[[ Source data, beginning ]]

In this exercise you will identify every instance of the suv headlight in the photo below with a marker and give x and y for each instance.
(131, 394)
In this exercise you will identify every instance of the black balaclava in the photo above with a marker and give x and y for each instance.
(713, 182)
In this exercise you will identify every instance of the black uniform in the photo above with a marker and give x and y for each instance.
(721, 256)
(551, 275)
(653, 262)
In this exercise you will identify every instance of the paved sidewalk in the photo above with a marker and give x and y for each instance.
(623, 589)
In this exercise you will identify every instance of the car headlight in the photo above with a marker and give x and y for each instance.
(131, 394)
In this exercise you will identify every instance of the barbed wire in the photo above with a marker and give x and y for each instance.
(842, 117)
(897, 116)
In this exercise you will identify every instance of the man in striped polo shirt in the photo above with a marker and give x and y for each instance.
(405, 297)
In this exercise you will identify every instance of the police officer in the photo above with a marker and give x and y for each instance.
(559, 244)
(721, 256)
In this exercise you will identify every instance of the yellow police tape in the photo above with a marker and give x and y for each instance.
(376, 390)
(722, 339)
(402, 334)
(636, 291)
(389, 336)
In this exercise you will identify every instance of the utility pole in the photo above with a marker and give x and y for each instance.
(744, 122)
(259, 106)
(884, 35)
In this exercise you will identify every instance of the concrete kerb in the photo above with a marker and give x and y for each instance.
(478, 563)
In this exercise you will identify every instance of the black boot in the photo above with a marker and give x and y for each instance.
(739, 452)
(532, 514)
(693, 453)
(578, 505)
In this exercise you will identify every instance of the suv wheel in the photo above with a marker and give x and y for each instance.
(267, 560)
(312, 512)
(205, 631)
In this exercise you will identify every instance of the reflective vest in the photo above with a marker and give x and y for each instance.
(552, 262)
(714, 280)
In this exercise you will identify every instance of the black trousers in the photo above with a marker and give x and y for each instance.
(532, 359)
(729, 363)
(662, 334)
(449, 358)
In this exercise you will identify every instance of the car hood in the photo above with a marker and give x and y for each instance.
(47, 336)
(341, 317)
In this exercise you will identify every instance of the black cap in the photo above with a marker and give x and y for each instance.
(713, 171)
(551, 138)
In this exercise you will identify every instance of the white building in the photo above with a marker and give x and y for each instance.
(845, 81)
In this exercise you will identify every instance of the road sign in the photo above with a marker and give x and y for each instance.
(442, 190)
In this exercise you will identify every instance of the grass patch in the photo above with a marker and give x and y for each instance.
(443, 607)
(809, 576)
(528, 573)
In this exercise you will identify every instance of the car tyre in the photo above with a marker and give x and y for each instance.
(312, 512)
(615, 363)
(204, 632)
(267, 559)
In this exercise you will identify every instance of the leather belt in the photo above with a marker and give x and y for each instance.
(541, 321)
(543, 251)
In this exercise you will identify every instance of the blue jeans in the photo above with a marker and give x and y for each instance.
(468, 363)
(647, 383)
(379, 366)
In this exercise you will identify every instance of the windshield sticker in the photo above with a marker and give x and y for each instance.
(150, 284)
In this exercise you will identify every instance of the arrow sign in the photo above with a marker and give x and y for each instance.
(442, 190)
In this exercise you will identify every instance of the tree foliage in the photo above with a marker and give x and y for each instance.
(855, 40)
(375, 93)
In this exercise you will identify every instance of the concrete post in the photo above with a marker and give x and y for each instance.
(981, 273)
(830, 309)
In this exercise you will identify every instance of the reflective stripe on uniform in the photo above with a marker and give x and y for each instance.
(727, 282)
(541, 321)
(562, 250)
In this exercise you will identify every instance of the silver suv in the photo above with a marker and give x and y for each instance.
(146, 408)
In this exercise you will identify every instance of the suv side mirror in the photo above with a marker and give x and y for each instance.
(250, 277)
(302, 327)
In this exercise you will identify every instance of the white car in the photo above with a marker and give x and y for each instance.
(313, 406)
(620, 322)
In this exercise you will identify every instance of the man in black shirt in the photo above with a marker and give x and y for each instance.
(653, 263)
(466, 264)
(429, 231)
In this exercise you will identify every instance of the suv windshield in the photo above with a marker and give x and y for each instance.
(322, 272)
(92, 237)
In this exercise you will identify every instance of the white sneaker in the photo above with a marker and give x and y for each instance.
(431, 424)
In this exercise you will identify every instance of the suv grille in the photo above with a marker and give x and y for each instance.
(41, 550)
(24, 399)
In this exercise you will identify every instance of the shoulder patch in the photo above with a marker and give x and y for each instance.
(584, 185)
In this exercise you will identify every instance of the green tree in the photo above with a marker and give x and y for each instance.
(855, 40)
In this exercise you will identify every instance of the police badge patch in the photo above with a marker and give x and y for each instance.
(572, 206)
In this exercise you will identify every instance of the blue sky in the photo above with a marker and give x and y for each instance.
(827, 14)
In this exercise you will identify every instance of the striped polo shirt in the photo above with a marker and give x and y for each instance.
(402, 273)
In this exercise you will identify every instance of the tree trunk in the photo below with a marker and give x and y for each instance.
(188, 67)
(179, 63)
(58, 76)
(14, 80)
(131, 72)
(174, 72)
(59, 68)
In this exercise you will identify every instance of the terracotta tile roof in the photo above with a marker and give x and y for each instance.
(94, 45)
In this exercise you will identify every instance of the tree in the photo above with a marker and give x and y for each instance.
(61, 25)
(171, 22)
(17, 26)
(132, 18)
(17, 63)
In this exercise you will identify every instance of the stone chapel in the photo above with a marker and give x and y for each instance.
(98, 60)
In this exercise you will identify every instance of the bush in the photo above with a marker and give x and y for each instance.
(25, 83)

[[ Source data, end ]]

_What the task asks_
Exactly as they stand above, write out all the entries again.

_Task result_
In this exercise you will identify every instance of the suv headlight in the photo below with a marker and give x and y for each instance.
(131, 394)
In this exercise you will identify every instance of the black balaclava in the photo above with a marker and give x and y for each instance.
(713, 182)
In this exercise you will identify every instance of the black uniform in the photo above with a marker and give x and y for each instance.
(721, 256)
(551, 275)
(653, 262)
In this exercise you will identify every instance of the paved sidewalk in the photo above with a marker and give x and y for each instance.
(623, 589)
In this exercise you will identify every instance of the car headlight in the photo above with a marker and give x and y for each instance.
(131, 394)
In this exercise you will identify every instance of the barbed wire in the photo above with a marker and give x and y for each instance.
(842, 117)
(897, 116)
In this exercise you will identify every instance of the man in striped polo shirt in the photo above with a marker and give x and y for each instance.
(405, 297)
In this exercise you will identify every instance of the police officer in the photo above with a marker and give x and y for each instance.
(559, 244)
(721, 256)
In this exercise you will identify every instance of the yellow police tape in the photo above with a marker and give x and y for each instance.
(376, 390)
(722, 339)
(402, 334)
(636, 291)
(389, 336)
In this exercise you will identify every instance of the utility pole in the photo above with a marker and give x and y for each instance.
(744, 122)
(259, 106)
(884, 35)
In this exercise you will identify every instance of the concrete kerb in the photo above with a marker and give x and y for each instance.
(478, 563)
In this exercise you will identify every instance of the black boot in the photo above with a marker and give x and y for each instance.
(739, 452)
(532, 514)
(693, 453)
(578, 505)
In this exercise you will identify every instance of the suv wheel in the photo above with a marker and give x and y for each instance.
(267, 560)
(312, 512)
(205, 631)
In this exercise you will identify every instance of the reflective vest in the photo above with a marker and give x and y for each instance.
(552, 262)
(714, 280)
In this exercise you will identify every instance of the black trousers in the photo above with a marker and give x and y for each instance.
(532, 359)
(729, 363)
(662, 334)
(449, 358)
In this exercise you will identify every instance of the car hood in the photo above with a marker and give x and y for each instance.
(47, 336)
(341, 317)
In this exercise you will identify every instance of the black cap in the photo above with a marker and give x and y for each instance.
(713, 171)
(551, 138)
In this exercise you will identify every instance of the white building in the photo above with a marker and give x and y for each instance.
(845, 81)
In this exercise you will identify every instance of the road sign in the photo above with a marker and give x and y for each instance.
(442, 190)
In this exercise you will identify every instance of the grass patch in the photo above with a marker and give x and y for each instance.
(443, 607)
(809, 576)
(528, 573)
In this exercise you will identify every instance of the car tyre in the photo above with a marker and give x and y for each instance.
(312, 512)
(615, 363)
(204, 632)
(267, 559)
In this exercise you will identify every instance of the leather belt in the photo above with a marker and give x and y for each instance.
(541, 321)
(543, 251)
In this exercise you will identify every instance of the blue jeans in the photo above with a marker and give x and y for each instance.
(468, 363)
(647, 383)
(379, 366)
In this exercise you will identify every instance of the windshield sticker in the photo above with a marker and give x and y for each instance.
(150, 284)
In this exercise you will identify every instance of the arrow sign in the photo above with a marker and give x and y for each instance.
(442, 190)
In this exercise you will identify every instance of the tree foliage in the photo above with a marker and give x and y for each instance.
(855, 40)
(375, 93)
In this exercise you will identify every instance of the concrete post in the photo above with a marker and give x and y for each instance.
(981, 273)
(830, 309)
In this exercise you will identify every instance of the reflective stripe on uniform in the photo above with a marker and give x and y for each instance.
(727, 282)
(541, 321)
(562, 250)
In this exercise you will identify every instance of the silver suv in the photo above with a marker and give x and y for each instance.
(146, 408)
In this exercise you will identify every instance of the suv side mirror in the photo above with a marker and give x and y for each instance.
(250, 277)
(302, 327)
In this exercise you will identify every instance of the white car in the photo above with a marker and give x and y for each instance.
(313, 406)
(620, 322)
In this exercise you will identify every instance of the man in black shirt in the photo above with a marker and give x and y for each instance.
(653, 263)
(466, 264)
(429, 231)
In this exercise you will identify every instance of the suv windshield in the photo above with a marker and give x and y for each instance.
(322, 272)
(92, 237)
In this exercise you will identify every instance of the white sneaker in the photo above with a marker and give x and y for each instance.
(431, 424)
In this exercise you will identify every instance of the suv grille in the photo above with a marker and give x and y for each instance.
(41, 550)
(24, 399)
In this exercise you will identify every instance of the shoulder patch in the photo above with a marker and give x and y for each instance.
(584, 185)
In this exercise you will identify every instance of the green tree in the photo above with a marker and give x and y for each instance.
(855, 40)
In this exercise you will identify every instance of the police badge patch in the photo above with a marker and give x and y for each instance.
(572, 206)
In this exercise you will identify every instance of the blue sky in the photo above with a marker and give x and y for each instance.
(827, 14)
In this exercise you will identify every instance of the striped polo shirt in the photo above with a marker and give x and y for each instance.
(402, 273)
In this exercise you will identify every instance of the tree trunk in the photo below with a marker and give x and y for each instance.
(188, 67)
(179, 63)
(58, 76)
(14, 80)
(131, 72)
(174, 72)
(59, 68)
In this exercise you will identify every instance of the terracotta tile roof in the photo above with a marker and give x and y for each instance.
(94, 45)
In this exercise you will identify every instance of the tree in the photo above with a marker and give x and y for each instance.
(61, 25)
(171, 22)
(17, 26)
(132, 18)
(17, 63)
In this exercise you will identify every instance of the stone chapel in the photo above with a marker and give x and y for each instance.
(98, 60)
In this exercise you will identify every instance of the bush in the photo above with a marker and give x and y for each instance.
(25, 83)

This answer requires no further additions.